| Task goal |
Exactly the lines from the one containing "Place a marker on every instance of the sky, each" through the final line of the listing are to be retyped, and nothing more.

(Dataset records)
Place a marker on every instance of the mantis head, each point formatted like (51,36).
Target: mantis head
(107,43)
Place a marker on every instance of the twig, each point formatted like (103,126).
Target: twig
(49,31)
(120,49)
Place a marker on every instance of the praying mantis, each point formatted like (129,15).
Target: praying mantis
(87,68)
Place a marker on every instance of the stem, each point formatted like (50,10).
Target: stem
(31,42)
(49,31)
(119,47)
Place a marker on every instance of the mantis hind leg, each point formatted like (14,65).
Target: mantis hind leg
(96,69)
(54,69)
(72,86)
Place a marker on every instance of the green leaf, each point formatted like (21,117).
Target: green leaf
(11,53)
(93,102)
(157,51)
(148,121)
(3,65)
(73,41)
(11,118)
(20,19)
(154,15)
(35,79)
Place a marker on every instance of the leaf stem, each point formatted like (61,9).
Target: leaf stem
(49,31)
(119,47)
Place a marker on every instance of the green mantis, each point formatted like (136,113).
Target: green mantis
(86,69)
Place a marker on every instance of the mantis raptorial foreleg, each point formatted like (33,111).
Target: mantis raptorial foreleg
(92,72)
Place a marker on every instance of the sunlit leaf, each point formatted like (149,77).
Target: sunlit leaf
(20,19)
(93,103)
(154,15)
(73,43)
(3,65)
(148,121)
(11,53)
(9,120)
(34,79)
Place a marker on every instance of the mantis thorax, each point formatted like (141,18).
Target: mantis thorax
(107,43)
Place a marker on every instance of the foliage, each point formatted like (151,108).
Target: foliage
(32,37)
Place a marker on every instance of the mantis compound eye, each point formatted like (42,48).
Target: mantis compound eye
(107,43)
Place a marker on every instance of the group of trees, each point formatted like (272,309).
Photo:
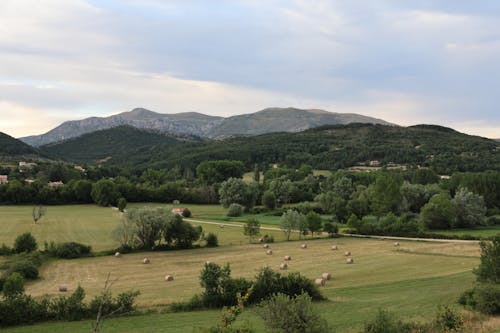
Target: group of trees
(148,229)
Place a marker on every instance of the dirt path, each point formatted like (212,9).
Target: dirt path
(240,225)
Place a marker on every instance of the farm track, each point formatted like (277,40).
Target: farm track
(240,225)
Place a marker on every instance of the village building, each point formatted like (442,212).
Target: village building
(178,211)
(4,179)
(56,184)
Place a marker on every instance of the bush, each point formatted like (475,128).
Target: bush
(122,204)
(286,314)
(267,238)
(212,240)
(13,285)
(186,213)
(447,320)
(489,268)
(269,200)
(68,250)
(235,210)
(25,243)
(5,250)
(268,282)
(26,268)
(493,220)
(484,298)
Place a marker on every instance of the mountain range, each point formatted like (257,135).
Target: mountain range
(201,125)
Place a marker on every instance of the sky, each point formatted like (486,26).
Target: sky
(405,61)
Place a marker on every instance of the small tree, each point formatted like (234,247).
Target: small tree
(292,220)
(13,286)
(122,204)
(37,213)
(489,268)
(285,314)
(25,243)
(269,200)
(313,222)
(251,228)
(235,210)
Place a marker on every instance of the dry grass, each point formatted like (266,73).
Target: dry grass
(376,261)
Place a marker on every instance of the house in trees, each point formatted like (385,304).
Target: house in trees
(55,184)
(178,211)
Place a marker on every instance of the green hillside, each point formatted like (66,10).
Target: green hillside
(107,144)
(11,147)
(327,147)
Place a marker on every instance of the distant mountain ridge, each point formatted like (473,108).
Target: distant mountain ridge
(193,123)
(11,147)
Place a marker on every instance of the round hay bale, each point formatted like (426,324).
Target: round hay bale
(320,282)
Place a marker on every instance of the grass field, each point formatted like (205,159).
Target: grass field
(478,232)
(87,224)
(376,261)
(411,280)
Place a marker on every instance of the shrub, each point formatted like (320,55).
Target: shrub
(13,285)
(212,240)
(484,298)
(69,308)
(489,268)
(235,210)
(25,243)
(269,200)
(122,204)
(286,314)
(268,238)
(186,213)
(69,250)
(448,320)
(25,267)
(5,250)
(493,220)
(268,282)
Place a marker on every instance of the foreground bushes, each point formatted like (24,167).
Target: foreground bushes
(68,250)
(18,308)
(220,289)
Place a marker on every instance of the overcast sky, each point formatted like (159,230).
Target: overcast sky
(407,62)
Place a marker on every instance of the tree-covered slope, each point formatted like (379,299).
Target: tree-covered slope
(11,147)
(333,147)
(123,141)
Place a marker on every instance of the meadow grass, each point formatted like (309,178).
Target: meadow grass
(477,232)
(376,261)
(86,224)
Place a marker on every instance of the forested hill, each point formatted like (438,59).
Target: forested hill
(327,147)
(10,147)
(123,141)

| Final result |
Place a marker on every instance of the sky, each point formatted like (486,26).
Target: sky
(405,61)
Place a marker on every instance of the small tree, each point formatted like (234,247).
Target: small tree
(292,220)
(13,286)
(122,204)
(37,213)
(489,268)
(285,314)
(25,243)
(269,200)
(313,222)
(251,228)
(235,210)
Place a marker on every instance of the dry grass, each point formatted like (266,73).
Target: dry grass
(376,261)
Place a marker on every instance of the house in trees, each point formatted like (385,304).
Target: house in trees
(55,184)
(178,211)
Place a marker on every instance of the green hillside, each point formatted like (66,10).
Target: green hillside
(107,144)
(11,147)
(327,147)
Place a marker on every instance of the distant mountain ridge, each point formatted like (473,108).
Target: distant mountain ridge
(193,123)
(11,147)
Place a marker on every instance of the round hay bale, each point formatted like (426,324).
Target: round hay bale
(320,282)
Place a marker on every instance of the grass field, each point formatted like (205,159).
Target: grass field
(478,232)
(87,224)
(376,261)
(411,280)
Place a marker on every instance of the shrub, each point formatted like (320,55).
Target: shrub
(13,285)
(212,240)
(484,298)
(69,308)
(489,268)
(235,210)
(25,243)
(269,200)
(122,204)
(286,314)
(268,238)
(186,213)
(69,250)
(448,320)
(25,267)
(5,250)
(493,220)
(268,282)
Place a marker on every instance of the foreground bushes, each point formatted like (24,167).
Target: foreground bushes
(68,250)
(18,308)
(220,289)
Place a marker on every instance of the overcast sky, each point formatted like (159,230).
Target: overcast sky
(407,62)
Place a marker on every instance of the tree-covered slope, each point formatted like (379,299).
Target: tree-covered slope
(11,147)
(333,147)
(123,141)
Place a marker on every instance of the meadow grass, each point formatted like (309,178).
Target: meadow grass
(477,232)
(376,261)
(86,224)
Place a marker on every instance of the forested hill, each point formatted like (438,59).
Target: forested hill
(327,147)
(10,147)
(123,141)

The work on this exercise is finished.